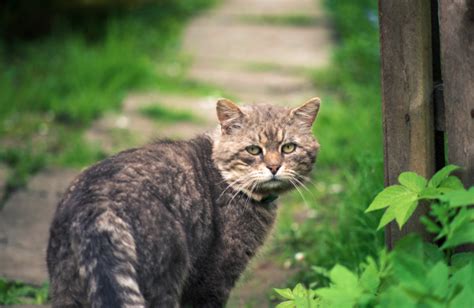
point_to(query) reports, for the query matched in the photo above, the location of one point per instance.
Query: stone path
(234, 47)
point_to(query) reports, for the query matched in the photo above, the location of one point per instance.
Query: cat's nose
(273, 168)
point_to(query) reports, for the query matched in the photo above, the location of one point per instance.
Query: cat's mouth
(274, 184)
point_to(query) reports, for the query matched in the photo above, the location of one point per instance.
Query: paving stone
(283, 45)
(24, 225)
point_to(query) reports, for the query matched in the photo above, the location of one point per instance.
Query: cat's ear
(229, 115)
(306, 114)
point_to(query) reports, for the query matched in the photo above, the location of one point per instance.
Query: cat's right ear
(229, 115)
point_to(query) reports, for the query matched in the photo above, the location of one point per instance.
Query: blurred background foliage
(65, 63)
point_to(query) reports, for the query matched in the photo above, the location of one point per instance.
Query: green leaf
(299, 291)
(400, 211)
(441, 175)
(285, 293)
(464, 279)
(461, 259)
(458, 198)
(430, 225)
(438, 279)
(388, 196)
(430, 193)
(369, 279)
(412, 181)
(343, 277)
(286, 304)
(404, 210)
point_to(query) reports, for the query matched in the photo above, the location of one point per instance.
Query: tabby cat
(174, 223)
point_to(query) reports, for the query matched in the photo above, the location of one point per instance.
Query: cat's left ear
(306, 114)
(229, 115)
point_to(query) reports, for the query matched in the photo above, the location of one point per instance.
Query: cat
(174, 223)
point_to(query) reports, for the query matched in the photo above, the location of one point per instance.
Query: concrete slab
(24, 226)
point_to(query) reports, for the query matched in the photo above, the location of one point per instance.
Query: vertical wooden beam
(407, 85)
(457, 52)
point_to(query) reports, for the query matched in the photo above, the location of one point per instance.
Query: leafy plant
(18, 293)
(415, 273)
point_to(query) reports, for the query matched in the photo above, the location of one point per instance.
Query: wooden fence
(427, 49)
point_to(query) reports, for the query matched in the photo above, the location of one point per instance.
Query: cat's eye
(254, 149)
(288, 148)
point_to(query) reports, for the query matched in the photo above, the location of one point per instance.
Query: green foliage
(415, 273)
(18, 293)
(53, 87)
(298, 297)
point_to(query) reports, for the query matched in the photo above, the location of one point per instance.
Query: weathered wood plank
(407, 85)
(457, 51)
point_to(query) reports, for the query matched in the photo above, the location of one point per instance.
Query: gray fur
(174, 223)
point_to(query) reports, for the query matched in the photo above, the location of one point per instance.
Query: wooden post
(407, 86)
(457, 52)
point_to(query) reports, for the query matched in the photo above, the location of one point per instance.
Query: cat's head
(264, 149)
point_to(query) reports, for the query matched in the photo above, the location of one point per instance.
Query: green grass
(349, 170)
(52, 88)
(163, 114)
(12, 293)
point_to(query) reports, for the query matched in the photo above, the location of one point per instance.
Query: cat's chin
(274, 187)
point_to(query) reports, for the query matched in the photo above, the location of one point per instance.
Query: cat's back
(162, 178)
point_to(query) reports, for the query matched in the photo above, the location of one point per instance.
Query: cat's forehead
(267, 124)
(266, 114)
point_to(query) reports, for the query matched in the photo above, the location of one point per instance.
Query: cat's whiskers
(294, 175)
(240, 179)
(291, 179)
(251, 178)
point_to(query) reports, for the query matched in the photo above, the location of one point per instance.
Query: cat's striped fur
(174, 223)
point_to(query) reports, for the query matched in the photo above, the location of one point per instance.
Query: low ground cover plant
(416, 273)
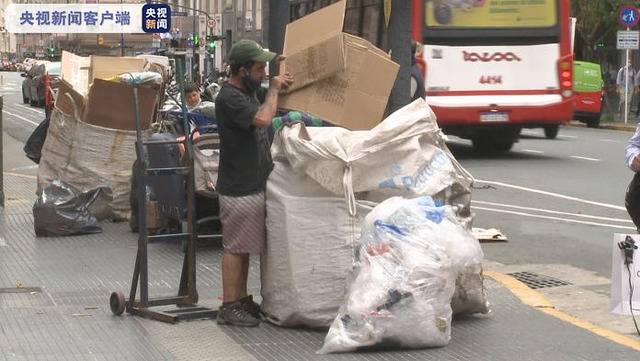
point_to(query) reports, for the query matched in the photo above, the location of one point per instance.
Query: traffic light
(211, 42)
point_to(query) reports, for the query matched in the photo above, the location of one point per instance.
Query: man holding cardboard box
(245, 164)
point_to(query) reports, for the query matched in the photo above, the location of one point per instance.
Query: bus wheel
(551, 131)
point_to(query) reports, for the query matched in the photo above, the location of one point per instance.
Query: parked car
(41, 71)
(7, 65)
(588, 87)
(27, 64)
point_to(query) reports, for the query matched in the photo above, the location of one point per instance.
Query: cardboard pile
(91, 137)
(83, 79)
(338, 77)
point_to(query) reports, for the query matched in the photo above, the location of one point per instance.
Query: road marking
(554, 212)
(21, 175)
(33, 110)
(584, 158)
(606, 205)
(536, 300)
(568, 220)
(24, 167)
(23, 118)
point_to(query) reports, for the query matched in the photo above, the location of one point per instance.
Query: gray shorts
(243, 223)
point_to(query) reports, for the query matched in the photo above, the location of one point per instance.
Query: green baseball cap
(248, 50)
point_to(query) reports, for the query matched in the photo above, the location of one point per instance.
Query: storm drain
(535, 281)
(21, 290)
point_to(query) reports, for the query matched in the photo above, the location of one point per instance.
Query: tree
(596, 20)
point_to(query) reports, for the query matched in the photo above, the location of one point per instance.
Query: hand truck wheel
(117, 303)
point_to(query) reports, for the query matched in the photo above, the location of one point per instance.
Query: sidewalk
(54, 306)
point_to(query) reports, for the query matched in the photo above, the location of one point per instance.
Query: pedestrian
(625, 78)
(417, 79)
(636, 92)
(243, 111)
(632, 197)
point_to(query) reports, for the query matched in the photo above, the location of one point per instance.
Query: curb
(536, 300)
(611, 126)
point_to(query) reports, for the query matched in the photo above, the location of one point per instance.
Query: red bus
(495, 67)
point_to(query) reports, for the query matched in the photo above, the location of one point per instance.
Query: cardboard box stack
(91, 138)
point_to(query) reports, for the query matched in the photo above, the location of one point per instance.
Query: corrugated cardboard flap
(110, 105)
(74, 70)
(313, 46)
(354, 98)
(103, 67)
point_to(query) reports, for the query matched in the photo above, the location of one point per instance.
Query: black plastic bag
(33, 146)
(63, 211)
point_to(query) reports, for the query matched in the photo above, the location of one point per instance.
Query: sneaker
(235, 314)
(251, 307)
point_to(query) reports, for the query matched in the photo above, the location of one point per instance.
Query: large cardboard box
(81, 71)
(105, 103)
(353, 96)
(110, 105)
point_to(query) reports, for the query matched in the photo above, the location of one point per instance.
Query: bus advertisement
(493, 67)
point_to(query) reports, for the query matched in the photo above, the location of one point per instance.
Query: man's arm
(268, 109)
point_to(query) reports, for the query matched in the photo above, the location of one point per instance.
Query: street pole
(278, 19)
(194, 75)
(400, 39)
(1, 156)
(626, 85)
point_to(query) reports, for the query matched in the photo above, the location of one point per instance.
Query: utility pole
(278, 20)
(399, 35)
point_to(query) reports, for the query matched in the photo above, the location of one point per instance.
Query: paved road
(559, 201)
(582, 171)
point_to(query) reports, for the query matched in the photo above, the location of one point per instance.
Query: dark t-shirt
(245, 157)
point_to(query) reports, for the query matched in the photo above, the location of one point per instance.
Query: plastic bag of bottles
- - - -
### Requirement
Each record above is to be returned unchanged, while any picture it holds stays out.

### Finished exercise
point_to(query) reports, for the query matched in the photo above, the location of one point per instance.
Query: stone path
(234, 47)
point_to(query) reports, for the query matched in the photo above, the location of one point per instance.
Query: cat's nose
(273, 168)
point_to(query) reports, for the query matched in the photo above, the location of one point per instance.
Query: cat's mouth
(274, 184)
point_to(query) reports, for the query matched in the photo above, the location of one point per instance.
Query: paving stone
(283, 45)
(24, 225)
point_to(query) reports, for the query matched in the photo above, the location of one point per instance.
Query: cat's ear
(229, 115)
(306, 114)
point_to(query) reports, for the query matched in the photo above, the location of one point per instance.
Query: cat's right ear
(229, 115)
point_to(query) reports, for the query matched in the photo above, the location of one point per instance.
Query: blurred background foliage
(65, 63)
point_to(query) reports, for the query matched in the photo above, the location of one point per instance.
Query: green leaf
(299, 291)
(400, 211)
(441, 175)
(285, 293)
(464, 279)
(461, 259)
(458, 198)
(430, 225)
(438, 279)
(388, 196)
(430, 193)
(369, 279)
(412, 181)
(343, 277)
(286, 304)
(404, 210)
point_to(query) reports, for the query matched in the photo above, the location of one point per instance.
Query: tabby cat
(174, 223)
point_to(query) reports, for the query matched in the photo above, the location of one point per instance.
Query: cat's left ear
(306, 114)
(229, 115)
point_to(query) reports, for the query matched in the photo above, the location of one point per instance.
Query: cat
(174, 223)
point_to(query) reports, for the query matched in the photo above, the location of one point per instance.
Query: concrete slab
(24, 226)
point_to(query) reports, for the query matched in the photo above, the location of one point per instance.
Query: vertical wooden beam
(407, 85)
(457, 52)
point_to(query) reports, for the query matched in the photo above, the location of one point per instance.
Query: leafy plant
(18, 293)
(415, 273)
point_to(query) reports, for the query matched in the photo above, the location of one point per instance.
Query: wooden fence
(427, 49)
point_to(query) reports, for the query matched in the photo above, the location of one point per instance.
Query: cat's eye
(254, 149)
(288, 148)
point_to(query) reports, for the query matched in the photo above, the location of one point per instance.
Query: green foliage
(415, 273)
(18, 293)
(53, 87)
(298, 297)
point_to(query) reports, for the query matched in the photo above, the location of one point per instance.
Query: weathered wood plank
(407, 85)
(457, 51)
point_to(query) reports, for the query matched in the photo above, the location of one point per instance.
Query: gray fur
(174, 223)
point_to(query) reports, for the query matched in the photo above, the location of one point per instance.
Query: wooden post
(407, 86)
(457, 52)
point_to(query) reports, for the query matched in the photo above, the location of one point per instance.
Query: cat's head
(264, 149)
point_to(query) reports, for the query matched in the photo above, the location of one point per instance.
Query: green grass
(349, 170)
(52, 88)
(163, 114)
(12, 293)
point_to(query) reports, for the query matched in the photo above, the location of one point per instance.
Query: cat's chin
(274, 187)
point_to(query) reports, for the query matched in the photo above, the location of one point per instance.
Query: cat's back
(162, 178)
point_to(query) reports, for the query matched in the photo above, the location of one point per instance.
Query: cat's forehead
(267, 124)
(266, 114)
point_to(query) reports, for the query matched in the photo above, the location of one point per instance.
Query: cat's whiskers
(294, 175)
(240, 179)
(291, 179)
(251, 178)
point_to(query) reports, for the query matched in the photo above, the location of one point per instance.
Query: cat's striped fur
(174, 223)
point_to(query) reports, for the query matched in the photo above, the location of one point per instance.
Query: low ground cover plant
(416, 273)
point_to(query) reports, for the query matched in the photo above, the location of one point per instance.
Query: traffic light
(211, 42)
point_to(query) reports, for the query matched in the photo above, the location of one point per instance.
Query: man holding cardboard box
(245, 164)
point_to(query) reports, for the query matched in the photo above, the location of one point per instance.
Query: bus wheel
(551, 131)
point_to(query) reports, for the query matched in the photo above, the location of one point per instance.
Query: parked car
(41, 71)
(7, 65)
(588, 87)
(27, 64)
point_to(query) reports, for the query matched in the photo above, the location of one point per instance.
Query: cardboard pile
(91, 137)
(83, 79)
(338, 77)
point_to(query) reports, for the query matched in the photo above, the location of one point per instance.
Query: road marking
(554, 212)
(21, 175)
(33, 110)
(584, 158)
(606, 205)
(536, 300)
(568, 220)
(24, 167)
(23, 118)
point_to(query) reports, for the query matched in the photo above, the location of one point per instance.
Query: gray shorts
(243, 223)
point_to(query) reports, for the query matched in the photo above, the location of one point per instance.
Query: green baseball cap
(248, 50)
point_to(query) reports, for the query matched in the photo above, the location of one point per instance.
Query: storm drain
(535, 281)
(21, 290)
point_to(query) reports, for the query matched in the photo above, the location of one point per instance.
Query: tree
(596, 20)
point_to(query) reports, for the query matched in the photo above, the location of one point per instance.
Query: hand truck wheel
(117, 303)
point_to(query) reports, for the query matched in the photo above, the location of one point per instance.
Query: sidewalk
(54, 306)
point_to(query) reports, for the query matched in the photo above, the location of one point per instance.
Query: pedestrian
(625, 78)
(417, 79)
(636, 92)
(243, 111)
(632, 197)
point_to(query) reports, for the query matched in the photo above, the location of one point per instance.
Query: curb
(536, 300)
(611, 126)
point_to(query) reports, for the query matched in the photo above, the location of one point per instance.
Query: red bus
(495, 67)
point_to(query) reports, for the query matched in the photo above, the location of one point per instance.
Query: cardboard box stack
(91, 138)
point_to(query) reports, for the query matched in the photo above, the location of one point per instance.
Query: corrugated cardboard flap
(110, 105)
(74, 70)
(313, 46)
(354, 98)
(103, 67)
point_to(query) reports, for the query matched in the photo above, the location of one point per instance.
Query: black plastic bag
(33, 146)
(63, 211)
point_to(query) reports, for the query matched in the photo above, the location of one point per instance.
Query: sneaker
(235, 314)
(251, 307)
point_to(query) reports, for the query matched in the photo above, the location of one point per instance.
Query: large cardboard box
(81, 71)
(105, 103)
(353, 96)
(110, 105)
point_to(query) reports, for the query matched in the photo above, the location of one point per instance.
Query: bus advertisement
(493, 67)
point_to(query) reports, for the query matched in the photo above, the location of one point per instance.
Query: man's arm
(268, 109)
point_to(query) reports, for the query matched in the photo above, the location of one point per instance.
Query: street pole
(278, 19)
(194, 75)
(400, 39)
(1, 156)
(626, 85)
point_to(query) reports, for the query matched in the photo above, the location of one point per instance.
Query: utility pole
(278, 20)
(399, 35)
point_to(query) reports, for the query matched in the photo above, the location of one point per instance.
Query: paved road
(559, 201)
(582, 171)
point_to(query) reports, for the query matched in the photo above, the location of one point per instance.
Query: dark t-shirt
(245, 157)
point_to(query) reports, for the query matched in the photo above, the location of one point per instance.
Query: plastic bag of bottles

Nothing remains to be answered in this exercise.